### How to complete this task:
From the article below about the Cuban clock maker, list every kind of timepiece that the business "Tiempo de Luz" produces and sells.

### Excerpt:
☆ ☆ ☆

Cuban clock maker keeps on ticking despite economic woes
Ernesto Barrios grabbed the opportunity to set up manufacturing watches two years ago after authorities lifted a ban on private companies.
Cuban watchmaker Ernesto Barrios saw an opportunity to make up for lost time two years ago after authorities lifted a ban on private companies that had been in place since shortly after1959 revolution.
Taking advantage of the new regulations, he founded "Tiempo de Luz," the only business in Cuba, he said, dedicated to the production and sale of wristwatches, table and wall clocks assembled from discarded timepieces and recycled, locally available materials.
"We're occupying an empty niche," the 41-year-old Bar rios told Reuters on a recent tour of his Havana shop, where his employees assembled, with painstaking care, watches from pieces scavenged from old clocks and raw materials, woods, leather and natural fibers found on the Caribbean island.
"We don't have to import any of our materials," he said.
Cuba for decades benefited from close ties with the Soviet Union, allowing them to import goods from abroad, but after the bloc's collapse in 1991 many products once common on the island, including watches, all but disappeared from state stores.

☆ ☆ ☆

### Data extract:
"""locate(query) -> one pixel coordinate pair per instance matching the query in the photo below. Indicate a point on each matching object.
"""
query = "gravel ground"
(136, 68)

☆ ☆ ☆

### Answer to this exercise:
Wristwatches, table clocks, wall clocks